Provided entries>
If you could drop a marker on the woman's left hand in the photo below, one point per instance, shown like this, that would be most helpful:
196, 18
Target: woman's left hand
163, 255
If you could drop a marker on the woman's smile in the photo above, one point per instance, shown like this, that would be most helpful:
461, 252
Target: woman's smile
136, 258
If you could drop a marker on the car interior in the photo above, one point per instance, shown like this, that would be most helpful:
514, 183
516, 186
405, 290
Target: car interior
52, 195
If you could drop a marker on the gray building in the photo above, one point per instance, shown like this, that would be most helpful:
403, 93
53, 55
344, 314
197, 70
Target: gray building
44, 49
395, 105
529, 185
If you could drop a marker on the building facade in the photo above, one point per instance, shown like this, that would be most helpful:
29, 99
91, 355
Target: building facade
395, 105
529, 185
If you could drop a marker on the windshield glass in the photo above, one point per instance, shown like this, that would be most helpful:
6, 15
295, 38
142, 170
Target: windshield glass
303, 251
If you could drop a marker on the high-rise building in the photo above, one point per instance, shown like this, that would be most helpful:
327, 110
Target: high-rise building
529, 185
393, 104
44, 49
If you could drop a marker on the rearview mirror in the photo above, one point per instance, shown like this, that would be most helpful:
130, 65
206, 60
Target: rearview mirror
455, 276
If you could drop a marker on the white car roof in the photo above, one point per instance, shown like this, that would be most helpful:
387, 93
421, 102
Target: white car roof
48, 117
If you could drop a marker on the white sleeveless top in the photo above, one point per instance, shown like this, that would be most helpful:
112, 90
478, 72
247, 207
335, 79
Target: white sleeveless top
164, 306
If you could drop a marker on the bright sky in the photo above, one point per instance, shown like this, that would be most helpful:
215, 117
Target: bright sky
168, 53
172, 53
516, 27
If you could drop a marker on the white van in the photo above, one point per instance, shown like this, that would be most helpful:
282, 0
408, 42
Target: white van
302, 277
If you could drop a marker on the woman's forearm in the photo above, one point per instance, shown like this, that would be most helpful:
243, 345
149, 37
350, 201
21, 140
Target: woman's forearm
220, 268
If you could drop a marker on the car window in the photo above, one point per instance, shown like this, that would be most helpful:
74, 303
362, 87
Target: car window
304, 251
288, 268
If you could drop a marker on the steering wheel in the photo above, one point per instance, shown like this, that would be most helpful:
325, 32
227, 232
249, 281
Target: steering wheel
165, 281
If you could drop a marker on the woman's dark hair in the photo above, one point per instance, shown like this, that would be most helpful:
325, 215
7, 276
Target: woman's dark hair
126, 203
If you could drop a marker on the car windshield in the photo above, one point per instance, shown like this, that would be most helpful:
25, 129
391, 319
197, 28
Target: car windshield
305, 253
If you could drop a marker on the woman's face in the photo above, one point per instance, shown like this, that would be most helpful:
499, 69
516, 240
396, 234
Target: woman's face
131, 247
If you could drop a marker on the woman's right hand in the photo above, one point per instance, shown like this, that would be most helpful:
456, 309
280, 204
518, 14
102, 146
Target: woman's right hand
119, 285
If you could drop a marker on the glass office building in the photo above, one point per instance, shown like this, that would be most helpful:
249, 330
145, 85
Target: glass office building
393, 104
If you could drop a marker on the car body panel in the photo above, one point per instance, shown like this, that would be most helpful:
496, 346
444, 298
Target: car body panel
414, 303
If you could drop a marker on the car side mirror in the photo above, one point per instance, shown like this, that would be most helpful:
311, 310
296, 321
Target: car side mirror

Work instructions>
Rewrite every line of the records above as a numbered list, omitting any blank lines.

Solution for this task>
1. If you could drop a marker on the woman's left hand in the photo below, one point per instance, shown like this, that would be most helpful:
2. 196, 18
3. Target: woman's left hand
4. 163, 255
5. If you could drop a marker on the woman's smile in the photo above, one point per instance, shown like this, that would be most helpful:
6. 461, 252
7. Target: woman's smile
8. 136, 258
9. If you could drop a marker on the car interior in the photo above, one point per instance, shown like this, that would be most helpful:
10. 514, 183
11. 516, 186
12. 405, 290
13. Target: car interior
14. 52, 195
15. If you could drop a marker on the gray building in the photo above, one point per instance, shown like this, that would be most helpful:
16. 403, 93
17. 53, 55
18. 344, 314
19. 197, 70
20. Target: gray building
21. 44, 49
22. 395, 105
23. 529, 185
24. If you could drop a marker on the building facade in the photo above, one point per instance, shown like this, that would be most helpful:
25. 29, 99
26. 91, 355
27. Target: building facade
28. 395, 105
29. 529, 185
30. If you could drop a marker on the windshield glass in the photo above, one point per instance, shown like this, that would be most helpful:
31. 6, 15
32. 295, 38
33. 142, 170
34. Target: windshield glass
35. 303, 251
36. If you could drop a marker on the high-rise building in the photo above, one point per instance, shown like this, that would be most helpful:
37. 327, 110
38. Target: high-rise building
39. 529, 185
40. 393, 104
41. 44, 49
42. If you could drop a marker on the rearview mirror in the photo above, one point per instance, shown like this, that would be most helpful:
43. 130, 65
44. 206, 60
45. Target: rearview mirror
46. 455, 276
47. If you could drop a marker on the white car roof in the photo above, one point per instance, shown like this, that would be most helpful:
48. 387, 93
49. 421, 102
50. Target: white car roof
51. 48, 117
52. If you could drop a marker on the white sleeveless top in the photo above, one point per instance, shown like this, that would be most helpful:
53. 112, 90
54. 478, 72
55. 247, 207
56. 335, 79
57. Target: white sleeveless top
58. 164, 306
59. If you could drop a marker on the bright sky in the photo above, one point per instance, shown like this, that would be most helpful:
60. 215, 117
61. Target: bright sky
62. 168, 53
63. 172, 53
64. 516, 27
65. If you could drop a marker on the white van in the photo above, one point per instance, shown like this, that would be most helpful:
66. 282, 0
67. 408, 42
68. Target: white van
69. 302, 277
70. If you could drop a marker on the woman's forearm in the photo above, one point per instance, shown like this, that would be most helpful:
71. 243, 345
72. 149, 37
73. 350, 201
74. 21, 140
75. Target: woman's forearm
76. 220, 268
77. If you could drop a marker on the car window in the photo above, one point per instance, shown like this, that would be most helpful:
78. 74, 303
79. 362, 87
80. Target: car window
81. 304, 251
82. 288, 268
83. If you could drop a marker on the steering wheel in the photo above, one point per instance, shown like this, that would be most helpful:
84. 325, 32
85. 227, 232
86. 249, 281
87. Target: steering wheel
88. 165, 281
89. If you could drop a marker on the woman's dark hair in the photo above, one point per instance, shown like this, that would be most helpful:
90. 325, 215
91. 7, 276
92. Target: woman's dark hair
93. 126, 203
94. If you could drop a marker on the car windshield in the photo above, one point per instance, shown like this, that would be most helpful:
95. 25, 129
96. 391, 319
97. 197, 28
98. Target: car windshield
99. 305, 253
100. If you could drop a marker on the woman's face in the photo above, one point per instance, shown like this, that would be most helpful:
101. 499, 69
102. 516, 240
103. 396, 234
104. Target: woman's face
105. 131, 247
106. If you could drop a marker on the woman's right hand in the photo above, one point per instance, shown like this, that would be most helpful:
107. 456, 309
108. 280, 204
109. 518, 14
110. 102, 146
111. Target: woman's right hand
112. 119, 285
113. If you could drop a marker on the glass office building in the photo above, one point per instance, shown like this, that would be most helpful:
114. 249, 330
115. 145, 85
116. Target: glass office building
117. 393, 104
118. If you could drop a marker on the car body panel in the photo above, one point per instance, shown like this, that would be most helpful:
119. 496, 346
120. 444, 298
121. Target: car body panel
122. 414, 303
123. If you could drop a marker on the car side mirror in the photo above, one point per instance, shown like this, that would be most helpful:
124. 311, 310
125. 296, 321
126. Target: car side mirror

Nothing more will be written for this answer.